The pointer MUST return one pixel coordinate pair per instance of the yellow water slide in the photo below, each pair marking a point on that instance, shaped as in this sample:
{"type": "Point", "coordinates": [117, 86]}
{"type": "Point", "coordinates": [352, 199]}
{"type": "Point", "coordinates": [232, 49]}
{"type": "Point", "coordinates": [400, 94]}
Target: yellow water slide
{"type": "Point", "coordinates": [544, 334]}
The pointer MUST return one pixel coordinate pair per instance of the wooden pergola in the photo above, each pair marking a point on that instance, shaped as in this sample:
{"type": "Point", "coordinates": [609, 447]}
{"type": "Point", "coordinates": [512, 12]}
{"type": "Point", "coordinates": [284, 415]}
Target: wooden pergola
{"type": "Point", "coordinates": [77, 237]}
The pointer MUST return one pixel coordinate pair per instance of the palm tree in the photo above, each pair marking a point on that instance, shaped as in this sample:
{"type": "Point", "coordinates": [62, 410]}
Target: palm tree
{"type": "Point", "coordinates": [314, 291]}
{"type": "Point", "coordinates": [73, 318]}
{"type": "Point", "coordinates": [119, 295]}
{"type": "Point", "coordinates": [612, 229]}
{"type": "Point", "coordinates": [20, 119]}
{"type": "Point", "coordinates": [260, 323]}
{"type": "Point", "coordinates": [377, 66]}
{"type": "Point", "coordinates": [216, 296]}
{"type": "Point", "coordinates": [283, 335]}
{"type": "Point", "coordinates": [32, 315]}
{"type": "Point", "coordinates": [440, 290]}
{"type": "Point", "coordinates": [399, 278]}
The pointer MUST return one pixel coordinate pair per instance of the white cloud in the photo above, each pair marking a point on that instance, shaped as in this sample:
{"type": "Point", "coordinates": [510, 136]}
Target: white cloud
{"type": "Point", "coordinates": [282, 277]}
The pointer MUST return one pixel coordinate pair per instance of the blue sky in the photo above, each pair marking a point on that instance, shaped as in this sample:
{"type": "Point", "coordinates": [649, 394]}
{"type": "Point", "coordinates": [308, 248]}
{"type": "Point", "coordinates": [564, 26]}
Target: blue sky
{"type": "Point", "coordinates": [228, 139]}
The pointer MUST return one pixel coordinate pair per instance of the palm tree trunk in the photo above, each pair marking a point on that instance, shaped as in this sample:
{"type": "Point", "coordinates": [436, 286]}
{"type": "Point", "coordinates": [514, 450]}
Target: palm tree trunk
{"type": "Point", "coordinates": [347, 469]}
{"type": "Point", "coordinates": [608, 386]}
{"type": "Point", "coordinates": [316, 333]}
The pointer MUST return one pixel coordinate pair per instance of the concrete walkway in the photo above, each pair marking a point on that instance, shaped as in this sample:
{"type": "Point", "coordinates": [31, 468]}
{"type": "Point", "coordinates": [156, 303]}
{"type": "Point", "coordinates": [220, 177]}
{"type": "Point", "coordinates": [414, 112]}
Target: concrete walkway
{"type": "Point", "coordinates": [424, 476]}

───

--- Assigned task ---
Word for word, output the records that appear above.

--- Answer space ---
The pointer MUST return one pixel coordinate pair per instance of the yellow water slide in the photo below, each pair marking a point on that instance, shaped as in this sample:
{"type": "Point", "coordinates": [117, 86]}
{"type": "Point", "coordinates": [352, 199]}
{"type": "Point", "coordinates": [232, 49]}
{"type": "Point", "coordinates": [400, 94]}
Target: yellow water slide
{"type": "Point", "coordinates": [544, 334]}
The pointer MUST return one pixel coordinate pair per instance of the wooden pergola in the photo above, each pair marking a point on that instance, shaped as in this sample:
{"type": "Point", "coordinates": [609, 447]}
{"type": "Point", "coordinates": [512, 12]}
{"type": "Point", "coordinates": [284, 415]}
Target: wooden pergola
{"type": "Point", "coordinates": [77, 237]}
The pointer MUST return one pixel coordinate pair per instance of the palm tree in the photo above, each pair marking a point on that instance, shaped as in this sample:
{"type": "Point", "coordinates": [62, 410]}
Target: palm tree
{"type": "Point", "coordinates": [314, 291]}
{"type": "Point", "coordinates": [73, 318]}
{"type": "Point", "coordinates": [119, 295]}
{"type": "Point", "coordinates": [612, 229]}
{"type": "Point", "coordinates": [20, 119]}
{"type": "Point", "coordinates": [260, 323]}
{"type": "Point", "coordinates": [377, 66]}
{"type": "Point", "coordinates": [216, 296]}
{"type": "Point", "coordinates": [283, 335]}
{"type": "Point", "coordinates": [32, 315]}
{"type": "Point", "coordinates": [440, 290]}
{"type": "Point", "coordinates": [399, 278]}
The pointer MUST return one pixel coordinate pair per instance of the white cloud in the photo above, each pair marking a point on that instance, shaped as in this sample:
{"type": "Point", "coordinates": [510, 136]}
Target: white cloud
{"type": "Point", "coordinates": [282, 277]}
The pointer MUST return one pixel coordinate pair per instance of the blue sky in the photo above, each pair marking a point on that instance, shaped as in this sample:
{"type": "Point", "coordinates": [649, 394]}
{"type": "Point", "coordinates": [308, 248]}
{"type": "Point", "coordinates": [564, 26]}
Target: blue sky
{"type": "Point", "coordinates": [228, 139]}
The pointer MUST return one pixel coordinate pair per instance of the palm tree trunk in the photo above, each pair marking a point on that instance, shaped as in this sample:
{"type": "Point", "coordinates": [436, 286]}
{"type": "Point", "coordinates": [514, 450]}
Target: palm tree trunk
{"type": "Point", "coordinates": [347, 469]}
{"type": "Point", "coordinates": [608, 386]}
{"type": "Point", "coordinates": [316, 333]}
The pointer MUST return one pixel coordinate pair per instance of the concrete walkway in the photo above, each pair marking a point on that instance, shaped as in this sample:
{"type": "Point", "coordinates": [31, 468]}
{"type": "Point", "coordinates": [156, 303]}
{"type": "Point", "coordinates": [220, 177]}
{"type": "Point", "coordinates": [414, 112]}
Target: concrete walkway
{"type": "Point", "coordinates": [424, 476]}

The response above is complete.